Assignment —
Return every record below exactly as written.

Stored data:
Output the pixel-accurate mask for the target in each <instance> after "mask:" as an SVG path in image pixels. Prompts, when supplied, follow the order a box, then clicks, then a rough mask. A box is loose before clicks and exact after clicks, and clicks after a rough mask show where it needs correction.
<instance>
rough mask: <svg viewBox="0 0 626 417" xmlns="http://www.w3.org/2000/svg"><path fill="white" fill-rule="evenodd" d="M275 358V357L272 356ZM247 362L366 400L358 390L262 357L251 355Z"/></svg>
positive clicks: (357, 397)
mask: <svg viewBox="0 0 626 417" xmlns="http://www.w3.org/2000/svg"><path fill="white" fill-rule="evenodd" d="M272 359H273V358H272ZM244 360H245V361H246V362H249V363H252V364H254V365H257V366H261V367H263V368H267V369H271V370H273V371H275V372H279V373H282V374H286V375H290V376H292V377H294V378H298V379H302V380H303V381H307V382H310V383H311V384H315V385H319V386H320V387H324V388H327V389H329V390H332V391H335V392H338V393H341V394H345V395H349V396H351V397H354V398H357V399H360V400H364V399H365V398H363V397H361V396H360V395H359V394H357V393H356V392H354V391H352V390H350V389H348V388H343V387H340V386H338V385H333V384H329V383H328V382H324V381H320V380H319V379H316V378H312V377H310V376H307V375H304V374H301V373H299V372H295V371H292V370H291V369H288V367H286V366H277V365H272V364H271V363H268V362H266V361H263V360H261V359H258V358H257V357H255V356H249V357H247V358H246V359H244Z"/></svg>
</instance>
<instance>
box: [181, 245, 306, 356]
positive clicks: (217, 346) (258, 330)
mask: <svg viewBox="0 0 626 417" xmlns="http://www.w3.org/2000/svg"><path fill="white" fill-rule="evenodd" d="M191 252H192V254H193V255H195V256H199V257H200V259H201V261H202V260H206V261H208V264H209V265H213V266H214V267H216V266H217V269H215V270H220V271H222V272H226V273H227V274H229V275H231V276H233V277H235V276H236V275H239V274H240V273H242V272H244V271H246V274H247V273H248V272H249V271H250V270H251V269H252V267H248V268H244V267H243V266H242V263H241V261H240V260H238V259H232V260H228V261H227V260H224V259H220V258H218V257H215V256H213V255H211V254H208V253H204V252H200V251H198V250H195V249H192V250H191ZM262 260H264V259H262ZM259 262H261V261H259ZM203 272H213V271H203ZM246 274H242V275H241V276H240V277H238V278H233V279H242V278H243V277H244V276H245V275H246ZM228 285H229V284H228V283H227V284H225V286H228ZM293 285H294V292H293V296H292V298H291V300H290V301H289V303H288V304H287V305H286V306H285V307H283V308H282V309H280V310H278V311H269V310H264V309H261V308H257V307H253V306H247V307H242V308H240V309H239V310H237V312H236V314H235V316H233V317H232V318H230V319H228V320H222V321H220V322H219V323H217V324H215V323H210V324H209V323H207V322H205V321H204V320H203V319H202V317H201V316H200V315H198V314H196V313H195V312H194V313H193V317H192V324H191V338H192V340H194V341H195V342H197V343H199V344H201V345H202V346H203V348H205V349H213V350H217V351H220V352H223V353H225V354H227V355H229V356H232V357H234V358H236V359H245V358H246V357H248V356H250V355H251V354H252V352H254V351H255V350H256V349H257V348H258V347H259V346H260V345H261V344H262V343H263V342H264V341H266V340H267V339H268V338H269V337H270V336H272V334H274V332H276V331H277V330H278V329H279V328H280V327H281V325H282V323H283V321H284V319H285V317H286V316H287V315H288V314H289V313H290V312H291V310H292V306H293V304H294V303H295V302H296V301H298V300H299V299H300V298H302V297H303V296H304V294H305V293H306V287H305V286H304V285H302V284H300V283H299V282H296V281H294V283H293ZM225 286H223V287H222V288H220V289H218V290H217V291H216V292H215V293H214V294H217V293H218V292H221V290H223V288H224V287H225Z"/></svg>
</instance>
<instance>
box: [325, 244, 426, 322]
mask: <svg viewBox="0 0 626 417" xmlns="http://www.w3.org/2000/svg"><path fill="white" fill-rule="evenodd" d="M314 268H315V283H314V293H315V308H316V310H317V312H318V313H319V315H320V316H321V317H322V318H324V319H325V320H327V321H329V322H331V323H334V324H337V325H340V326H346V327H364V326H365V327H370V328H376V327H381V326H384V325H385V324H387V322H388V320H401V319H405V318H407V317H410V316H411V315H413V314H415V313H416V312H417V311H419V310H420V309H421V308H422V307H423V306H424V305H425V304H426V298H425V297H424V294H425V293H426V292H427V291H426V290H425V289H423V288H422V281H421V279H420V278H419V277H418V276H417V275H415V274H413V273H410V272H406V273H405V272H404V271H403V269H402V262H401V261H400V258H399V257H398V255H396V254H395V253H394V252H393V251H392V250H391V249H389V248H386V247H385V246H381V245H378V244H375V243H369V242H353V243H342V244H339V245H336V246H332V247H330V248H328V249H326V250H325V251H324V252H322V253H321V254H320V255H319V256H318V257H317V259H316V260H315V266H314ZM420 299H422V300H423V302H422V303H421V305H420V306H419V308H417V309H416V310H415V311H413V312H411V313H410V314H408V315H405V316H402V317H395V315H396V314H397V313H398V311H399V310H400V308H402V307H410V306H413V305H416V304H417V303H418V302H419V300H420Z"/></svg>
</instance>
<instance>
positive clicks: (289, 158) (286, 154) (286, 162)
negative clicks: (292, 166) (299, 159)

Response for this exercise —
Output the pixel-accurate mask for the target in each <instance> after "mask:" as an SVG path in image pixels. Prompts, when supplied, follow the order a box, then clicks, then a rough mask. A box is loose before clicks and exact after clicks, and clicks after a rough mask show where it needs correction.
<instance>
rough mask: <svg viewBox="0 0 626 417" xmlns="http://www.w3.org/2000/svg"><path fill="white" fill-rule="evenodd" d="M275 358V357L272 356ZM247 362L366 400L358 390L262 357L251 355Z"/></svg>
positive clicks: (357, 397)
mask: <svg viewBox="0 0 626 417" xmlns="http://www.w3.org/2000/svg"><path fill="white" fill-rule="evenodd" d="M272 359H273V358H272ZM244 360H245V361H246V362H249V363H252V364H254V365H257V366H261V367H263V368H267V369H271V370H273V371H275V372H279V373H282V374H286V375H290V376H292V377H294V378H298V379H302V380H303V381H307V382H310V383H311V384H315V385H319V386H320V387H324V388H327V389H329V390H332V391H335V392H338V393H341V394H345V395H349V396H351V397H354V398H357V399H360V400H364V399H365V398H363V397H361V396H360V395H359V394H357V393H356V392H354V391H352V390H350V389H348V388H343V387H340V386H338V385H333V384H329V383H328V382H324V381H320V380H319V379H316V378H312V377H310V376H307V375H304V374H301V373H299V372H295V371H292V370H291V369H288V367H286V366H277V365H272V364H271V363H268V362H266V361H263V360H261V359H258V358H257V357H255V356H249V357H247V358H246V359H244Z"/></svg>
</instance>
<instance>
box: [181, 245, 306, 356]
positive clicks: (217, 346) (258, 330)
mask: <svg viewBox="0 0 626 417" xmlns="http://www.w3.org/2000/svg"><path fill="white" fill-rule="evenodd" d="M191 252H192V254H193V255H195V256H199V257H200V259H201V261H202V260H206V261H208V264H209V265H213V266H214V267H216V266H217V269H215V270H220V271H222V272H226V273H227V274H229V275H231V276H233V277H235V276H236V275H239V274H240V273H242V272H244V271H246V274H247V273H248V272H249V271H250V270H251V269H252V267H248V268H244V267H243V266H242V263H241V261H240V260H238V259H232V260H228V261H227V260H224V259H220V258H218V257H215V256H213V255H211V254H208V253H204V252H200V251H198V250H195V249H192V250H191ZM262 260H264V259H262ZM259 262H261V261H259ZM203 272H213V271H203ZM246 274H242V275H241V276H240V277H238V278H233V279H242V278H243V277H244V276H245V275H246ZM228 285H229V284H228V283H227V284H225V286H228ZM293 285H294V292H293V296H292V298H291V300H290V301H289V303H288V304H287V305H286V306H285V307H283V308H282V309H280V310H278V311H269V310H264V309H261V308H257V307H253V306H247V307H242V308H240V309H239V310H237V312H236V314H235V316H233V317H232V318H230V319H228V320H222V321H220V322H219V323H217V324H215V323H210V324H209V323H207V322H205V321H204V320H203V319H202V317H201V316H200V315H198V314H196V313H195V312H194V313H193V317H192V324H191V338H192V340H194V341H195V342H197V343H199V344H201V345H202V346H203V348H205V349H213V350H217V351H220V352H223V353H225V354H227V355H229V356H232V357H234V358H236V359H245V358H246V357H248V356H250V355H251V354H252V352H254V351H255V350H256V349H257V348H258V347H259V346H260V345H261V344H262V343H263V342H264V341H266V340H267V339H268V338H269V337H270V336H272V334H274V332H276V331H277V330H278V329H279V328H280V327H281V325H282V323H283V321H284V319H285V317H286V316H287V315H288V314H289V313H290V312H291V310H292V306H293V304H294V303H295V302H296V301H298V300H299V299H300V298H302V297H303V296H304V294H305V293H306V287H305V286H304V285H302V284H300V283H299V282H296V281H294V283H293ZM225 286H223V287H222V288H220V289H218V290H217V291H216V292H215V293H214V294H217V293H218V292H221V290H223V288H224V287H225Z"/></svg>
</instance>
<instance>
box: [325, 244, 426, 322]
mask: <svg viewBox="0 0 626 417" xmlns="http://www.w3.org/2000/svg"><path fill="white" fill-rule="evenodd" d="M314 268H315V283H314V293H315V308H316V310H317V312H318V313H319V315H320V316H321V317H322V318H324V319H325V320H327V321H329V322H331V323H334V324H337V325H340V326H346V327H364V326H365V327H370V328H376V327H381V326H384V325H385V324H387V322H388V320H401V319H405V318H407V317H410V316H411V315H413V314H415V313H416V312H417V311H419V310H420V309H421V308H422V307H423V306H424V305H425V304H426V298H425V297H424V294H425V293H426V292H427V291H426V290H425V289H423V288H422V281H421V279H420V278H419V277H418V276H417V275H415V274H413V273H410V272H406V273H405V272H404V271H403V269H402V262H401V261H400V258H399V257H398V255H396V254H395V253H394V252H393V251H392V250H391V249H389V248H386V247H385V246H381V245H378V244H375V243H369V242H353V243H342V244H339V245H336V246H332V247H330V248H328V249H326V250H325V251H324V252H322V253H321V254H320V255H319V256H318V257H317V259H316V260H315V266H314ZM420 299H422V300H423V302H422V303H421V305H420V306H419V308H417V309H416V310H415V311H413V312H411V313H410V314H408V315H405V316H402V317H395V315H396V314H397V313H398V311H399V310H400V308H402V307H410V306H413V305H416V304H417V303H418V302H419V300H420Z"/></svg>
</instance>
<instance>
positive clicks: (289, 158) (286, 154) (286, 162)
negative clicks: (292, 166) (299, 159)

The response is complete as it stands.